_Work to be completed:_ Copy the records from their first line through the line holding "<point>79,79</point>", inclusive, substituting "still water" for "calm water" and leaving everything else unchanged.

_Data to process:_
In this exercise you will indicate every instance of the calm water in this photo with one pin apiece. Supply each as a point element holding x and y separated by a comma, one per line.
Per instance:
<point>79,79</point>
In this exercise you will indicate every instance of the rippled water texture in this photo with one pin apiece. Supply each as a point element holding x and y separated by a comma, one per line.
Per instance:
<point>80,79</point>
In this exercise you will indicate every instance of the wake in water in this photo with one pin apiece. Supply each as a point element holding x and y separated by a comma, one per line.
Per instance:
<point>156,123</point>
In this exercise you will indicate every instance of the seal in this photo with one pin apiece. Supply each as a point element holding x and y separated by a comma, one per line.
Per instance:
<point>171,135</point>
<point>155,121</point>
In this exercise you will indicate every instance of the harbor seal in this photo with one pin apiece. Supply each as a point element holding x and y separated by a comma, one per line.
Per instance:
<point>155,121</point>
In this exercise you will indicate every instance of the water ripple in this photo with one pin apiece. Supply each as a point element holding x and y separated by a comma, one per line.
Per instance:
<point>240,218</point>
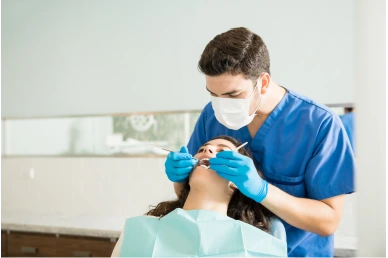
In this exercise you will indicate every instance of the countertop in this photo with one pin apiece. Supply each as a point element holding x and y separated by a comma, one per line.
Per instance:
<point>109,227</point>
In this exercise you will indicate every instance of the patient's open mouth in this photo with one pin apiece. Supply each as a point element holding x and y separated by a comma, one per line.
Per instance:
<point>204,163</point>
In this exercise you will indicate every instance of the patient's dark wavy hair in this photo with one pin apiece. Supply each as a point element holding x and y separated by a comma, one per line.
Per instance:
<point>240,207</point>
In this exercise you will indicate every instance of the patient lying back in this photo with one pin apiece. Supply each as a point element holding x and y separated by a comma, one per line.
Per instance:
<point>210,217</point>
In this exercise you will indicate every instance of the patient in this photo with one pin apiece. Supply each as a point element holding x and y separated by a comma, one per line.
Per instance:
<point>205,197</point>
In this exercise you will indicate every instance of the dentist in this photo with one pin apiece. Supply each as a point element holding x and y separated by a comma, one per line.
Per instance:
<point>299,145</point>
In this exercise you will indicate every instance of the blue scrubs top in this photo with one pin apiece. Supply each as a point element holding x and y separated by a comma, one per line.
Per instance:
<point>348,122</point>
<point>301,148</point>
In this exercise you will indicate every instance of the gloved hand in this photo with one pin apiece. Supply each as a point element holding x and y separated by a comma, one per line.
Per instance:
<point>241,170</point>
<point>179,165</point>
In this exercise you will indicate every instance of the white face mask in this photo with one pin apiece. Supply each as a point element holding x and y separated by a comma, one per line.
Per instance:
<point>234,113</point>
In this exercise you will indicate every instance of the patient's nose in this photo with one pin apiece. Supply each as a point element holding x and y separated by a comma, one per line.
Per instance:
<point>209,149</point>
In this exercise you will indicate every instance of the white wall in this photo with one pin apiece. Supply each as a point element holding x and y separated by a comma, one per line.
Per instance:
<point>97,57</point>
<point>122,187</point>
<point>372,127</point>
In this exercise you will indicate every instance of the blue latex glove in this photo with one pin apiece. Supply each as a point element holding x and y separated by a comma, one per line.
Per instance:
<point>241,170</point>
<point>179,165</point>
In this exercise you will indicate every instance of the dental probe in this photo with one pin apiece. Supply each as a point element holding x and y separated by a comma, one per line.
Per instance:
<point>239,147</point>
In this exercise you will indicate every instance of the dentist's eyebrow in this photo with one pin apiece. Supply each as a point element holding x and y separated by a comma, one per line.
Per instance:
<point>218,145</point>
<point>227,93</point>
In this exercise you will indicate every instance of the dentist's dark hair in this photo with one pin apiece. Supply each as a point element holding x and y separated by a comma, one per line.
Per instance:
<point>237,51</point>
<point>240,207</point>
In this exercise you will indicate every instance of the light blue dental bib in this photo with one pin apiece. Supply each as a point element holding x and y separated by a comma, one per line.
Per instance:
<point>197,233</point>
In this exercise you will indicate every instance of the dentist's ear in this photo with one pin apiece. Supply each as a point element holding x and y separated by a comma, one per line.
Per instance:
<point>265,79</point>
<point>232,186</point>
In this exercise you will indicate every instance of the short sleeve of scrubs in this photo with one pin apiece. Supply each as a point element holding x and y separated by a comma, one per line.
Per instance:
<point>330,169</point>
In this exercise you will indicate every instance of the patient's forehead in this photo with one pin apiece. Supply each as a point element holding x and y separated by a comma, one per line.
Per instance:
<point>221,142</point>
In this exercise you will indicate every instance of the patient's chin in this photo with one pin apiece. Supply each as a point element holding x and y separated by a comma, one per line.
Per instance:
<point>204,176</point>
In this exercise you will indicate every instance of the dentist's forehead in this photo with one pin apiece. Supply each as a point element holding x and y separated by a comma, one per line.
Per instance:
<point>224,84</point>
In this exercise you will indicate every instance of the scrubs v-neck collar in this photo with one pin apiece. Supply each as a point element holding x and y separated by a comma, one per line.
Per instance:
<point>256,143</point>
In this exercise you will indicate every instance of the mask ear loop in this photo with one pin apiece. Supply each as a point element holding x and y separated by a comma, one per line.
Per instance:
<point>261,98</point>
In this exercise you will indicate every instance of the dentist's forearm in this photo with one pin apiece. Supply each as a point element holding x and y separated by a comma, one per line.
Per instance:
<point>310,215</point>
<point>178,187</point>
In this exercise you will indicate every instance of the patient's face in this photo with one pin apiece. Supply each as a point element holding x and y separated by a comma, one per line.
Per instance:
<point>202,177</point>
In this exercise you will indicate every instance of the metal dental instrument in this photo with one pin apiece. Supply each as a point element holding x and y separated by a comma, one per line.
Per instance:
<point>162,148</point>
<point>239,147</point>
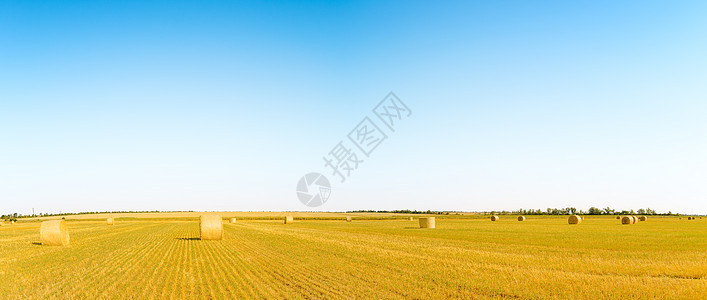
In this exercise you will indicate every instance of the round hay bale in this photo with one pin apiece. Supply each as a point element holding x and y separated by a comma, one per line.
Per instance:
<point>211,227</point>
<point>427,222</point>
<point>54,233</point>
<point>574,219</point>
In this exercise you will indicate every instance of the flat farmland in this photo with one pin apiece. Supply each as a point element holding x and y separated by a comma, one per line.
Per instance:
<point>466,257</point>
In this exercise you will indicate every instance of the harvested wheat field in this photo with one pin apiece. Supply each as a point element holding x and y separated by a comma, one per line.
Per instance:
<point>469,257</point>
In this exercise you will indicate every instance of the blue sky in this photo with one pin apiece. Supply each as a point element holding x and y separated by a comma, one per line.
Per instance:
<point>152,105</point>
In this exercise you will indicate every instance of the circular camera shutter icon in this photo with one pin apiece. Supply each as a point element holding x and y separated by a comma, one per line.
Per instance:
<point>313,189</point>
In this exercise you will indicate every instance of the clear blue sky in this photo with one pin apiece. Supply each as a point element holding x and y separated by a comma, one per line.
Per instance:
<point>174,105</point>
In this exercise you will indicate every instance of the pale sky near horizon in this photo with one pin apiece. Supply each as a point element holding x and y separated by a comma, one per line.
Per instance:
<point>157,105</point>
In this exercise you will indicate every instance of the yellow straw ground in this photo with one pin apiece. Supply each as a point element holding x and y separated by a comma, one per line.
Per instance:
<point>462,258</point>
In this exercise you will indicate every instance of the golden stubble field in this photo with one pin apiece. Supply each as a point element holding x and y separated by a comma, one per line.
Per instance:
<point>469,257</point>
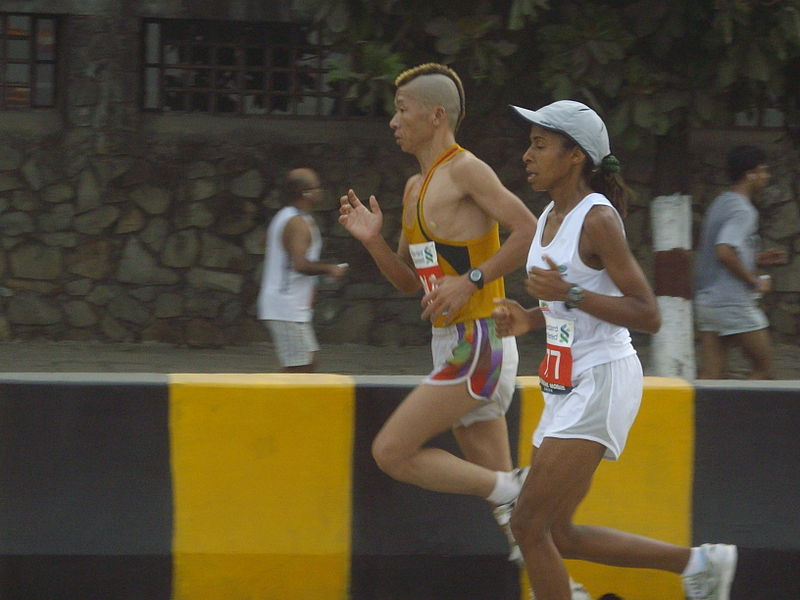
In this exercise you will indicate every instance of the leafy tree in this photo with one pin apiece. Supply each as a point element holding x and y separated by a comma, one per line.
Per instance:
<point>653,69</point>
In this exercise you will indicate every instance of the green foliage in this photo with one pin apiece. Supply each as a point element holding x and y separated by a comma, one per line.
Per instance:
<point>652,68</point>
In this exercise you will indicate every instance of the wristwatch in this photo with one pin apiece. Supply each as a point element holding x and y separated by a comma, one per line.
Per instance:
<point>476,277</point>
<point>574,296</point>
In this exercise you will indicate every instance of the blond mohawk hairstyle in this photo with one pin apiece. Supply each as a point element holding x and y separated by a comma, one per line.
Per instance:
<point>435,69</point>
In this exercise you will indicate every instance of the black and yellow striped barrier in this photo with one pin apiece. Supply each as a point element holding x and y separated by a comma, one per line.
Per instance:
<point>262,487</point>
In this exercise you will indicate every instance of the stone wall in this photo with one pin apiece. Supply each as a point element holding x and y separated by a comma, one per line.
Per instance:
<point>120,225</point>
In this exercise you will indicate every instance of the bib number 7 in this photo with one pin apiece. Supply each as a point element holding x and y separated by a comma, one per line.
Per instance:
<point>555,370</point>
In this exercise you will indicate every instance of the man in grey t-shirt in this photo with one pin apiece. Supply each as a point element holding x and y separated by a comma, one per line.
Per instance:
<point>726,281</point>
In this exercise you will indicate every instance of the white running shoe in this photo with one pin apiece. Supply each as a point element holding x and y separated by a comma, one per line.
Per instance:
<point>714,582</point>
<point>502,514</point>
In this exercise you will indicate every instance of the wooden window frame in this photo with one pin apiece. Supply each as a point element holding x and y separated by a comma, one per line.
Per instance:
<point>35,61</point>
<point>235,68</point>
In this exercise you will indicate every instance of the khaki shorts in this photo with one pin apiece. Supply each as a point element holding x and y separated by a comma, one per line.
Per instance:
<point>295,342</point>
<point>730,319</point>
<point>601,407</point>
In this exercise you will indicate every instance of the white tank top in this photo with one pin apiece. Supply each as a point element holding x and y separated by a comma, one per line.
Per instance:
<point>287,295</point>
<point>575,338</point>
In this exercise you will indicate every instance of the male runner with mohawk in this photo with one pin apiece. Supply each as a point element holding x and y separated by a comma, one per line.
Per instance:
<point>450,245</point>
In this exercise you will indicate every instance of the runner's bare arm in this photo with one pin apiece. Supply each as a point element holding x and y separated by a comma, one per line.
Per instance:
<point>365,225</point>
<point>512,319</point>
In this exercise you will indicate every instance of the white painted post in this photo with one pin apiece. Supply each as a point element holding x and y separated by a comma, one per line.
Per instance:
<point>672,349</point>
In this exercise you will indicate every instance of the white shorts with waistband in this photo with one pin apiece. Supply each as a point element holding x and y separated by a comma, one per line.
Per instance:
<point>601,407</point>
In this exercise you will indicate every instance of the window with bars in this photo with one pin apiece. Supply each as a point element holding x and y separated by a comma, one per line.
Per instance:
<point>27,61</point>
<point>236,68</point>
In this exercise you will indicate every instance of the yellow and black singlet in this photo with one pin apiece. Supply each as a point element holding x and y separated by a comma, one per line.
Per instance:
<point>458,257</point>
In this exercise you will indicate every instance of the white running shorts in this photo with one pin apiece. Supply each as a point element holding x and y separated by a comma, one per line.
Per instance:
<point>294,342</point>
<point>601,407</point>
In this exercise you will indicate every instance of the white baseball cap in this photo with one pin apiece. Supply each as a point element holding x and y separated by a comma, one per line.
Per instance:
<point>575,120</point>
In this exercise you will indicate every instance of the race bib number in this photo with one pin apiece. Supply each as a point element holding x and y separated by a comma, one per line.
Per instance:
<point>555,372</point>
<point>426,262</point>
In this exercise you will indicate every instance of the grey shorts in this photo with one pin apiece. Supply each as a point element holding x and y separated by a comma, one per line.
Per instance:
<point>730,319</point>
<point>295,343</point>
<point>601,407</point>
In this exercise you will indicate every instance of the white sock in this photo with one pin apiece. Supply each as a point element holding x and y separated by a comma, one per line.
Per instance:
<point>697,563</point>
<point>506,488</point>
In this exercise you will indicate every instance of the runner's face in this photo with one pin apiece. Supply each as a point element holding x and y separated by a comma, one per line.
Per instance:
<point>546,160</point>
<point>411,123</point>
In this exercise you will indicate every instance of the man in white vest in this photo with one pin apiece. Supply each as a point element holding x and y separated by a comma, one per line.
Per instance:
<point>291,267</point>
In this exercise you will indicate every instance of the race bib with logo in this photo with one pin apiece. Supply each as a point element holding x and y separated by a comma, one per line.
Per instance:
<point>426,262</point>
<point>555,371</point>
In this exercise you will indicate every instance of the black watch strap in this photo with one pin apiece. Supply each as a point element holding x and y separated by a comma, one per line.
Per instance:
<point>476,277</point>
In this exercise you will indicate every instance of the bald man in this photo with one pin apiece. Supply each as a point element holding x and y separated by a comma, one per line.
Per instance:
<point>291,267</point>
<point>450,247</point>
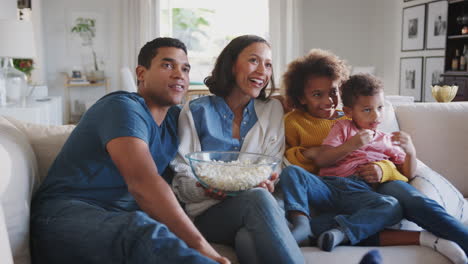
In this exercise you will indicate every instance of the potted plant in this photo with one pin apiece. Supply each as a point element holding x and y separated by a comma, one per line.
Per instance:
<point>86,29</point>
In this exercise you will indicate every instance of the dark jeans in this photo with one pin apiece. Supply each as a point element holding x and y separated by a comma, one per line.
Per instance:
<point>361,212</point>
<point>72,231</point>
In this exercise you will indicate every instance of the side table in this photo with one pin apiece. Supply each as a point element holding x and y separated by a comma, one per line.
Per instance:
<point>39,110</point>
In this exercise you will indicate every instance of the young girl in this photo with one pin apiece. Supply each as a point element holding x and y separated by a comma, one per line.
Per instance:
<point>312,85</point>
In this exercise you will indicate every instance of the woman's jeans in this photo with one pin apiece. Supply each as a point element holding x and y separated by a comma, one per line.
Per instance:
<point>257,212</point>
<point>426,213</point>
<point>360,212</point>
<point>72,231</point>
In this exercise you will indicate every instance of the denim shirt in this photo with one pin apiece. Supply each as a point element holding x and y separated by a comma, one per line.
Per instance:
<point>213,121</point>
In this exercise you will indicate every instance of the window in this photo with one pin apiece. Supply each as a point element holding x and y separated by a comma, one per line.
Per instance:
<point>207,26</point>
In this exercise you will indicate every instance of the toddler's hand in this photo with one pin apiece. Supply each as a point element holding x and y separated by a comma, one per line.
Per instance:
<point>218,195</point>
<point>403,140</point>
<point>362,138</point>
<point>270,183</point>
<point>370,172</point>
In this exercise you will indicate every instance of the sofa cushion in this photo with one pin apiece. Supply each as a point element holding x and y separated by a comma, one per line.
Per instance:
<point>390,123</point>
<point>439,133</point>
<point>47,141</point>
<point>439,189</point>
<point>17,196</point>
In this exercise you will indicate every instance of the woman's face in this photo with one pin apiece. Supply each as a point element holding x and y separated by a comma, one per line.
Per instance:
<point>320,97</point>
<point>252,69</point>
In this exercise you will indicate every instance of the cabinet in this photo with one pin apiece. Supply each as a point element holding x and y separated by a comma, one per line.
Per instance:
<point>81,95</point>
<point>38,110</point>
<point>457,19</point>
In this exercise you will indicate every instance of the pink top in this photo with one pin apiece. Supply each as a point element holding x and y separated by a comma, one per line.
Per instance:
<point>380,148</point>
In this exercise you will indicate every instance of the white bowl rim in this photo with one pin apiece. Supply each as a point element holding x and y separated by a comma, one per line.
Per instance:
<point>276,159</point>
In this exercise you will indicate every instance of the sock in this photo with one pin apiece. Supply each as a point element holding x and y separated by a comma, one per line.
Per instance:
<point>445,247</point>
<point>301,229</point>
<point>371,257</point>
<point>330,239</point>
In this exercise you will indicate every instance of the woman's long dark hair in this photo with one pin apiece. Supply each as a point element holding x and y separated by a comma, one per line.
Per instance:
<point>222,80</point>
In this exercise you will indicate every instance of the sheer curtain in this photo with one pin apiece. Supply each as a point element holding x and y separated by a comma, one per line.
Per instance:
<point>140,23</point>
<point>285,33</point>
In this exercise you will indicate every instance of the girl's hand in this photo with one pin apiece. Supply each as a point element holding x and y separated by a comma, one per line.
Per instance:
<point>363,137</point>
<point>270,183</point>
<point>219,195</point>
<point>403,140</point>
<point>370,173</point>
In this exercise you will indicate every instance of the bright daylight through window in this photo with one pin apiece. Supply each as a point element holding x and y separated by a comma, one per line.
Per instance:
<point>206,27</point>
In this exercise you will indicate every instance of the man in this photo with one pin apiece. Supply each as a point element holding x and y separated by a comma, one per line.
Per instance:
<point>105,198</point>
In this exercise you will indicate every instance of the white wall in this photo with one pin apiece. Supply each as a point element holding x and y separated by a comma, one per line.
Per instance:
<point>8,9</point>
<point>364,32</point>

_Answer to this problem:_
In this exercise you will indicate every instance of the still water in this photo with one pin apiece. Supply each as a point element holding x and y separated by a comma, one per line.
Per instance:
<point>79,79</point>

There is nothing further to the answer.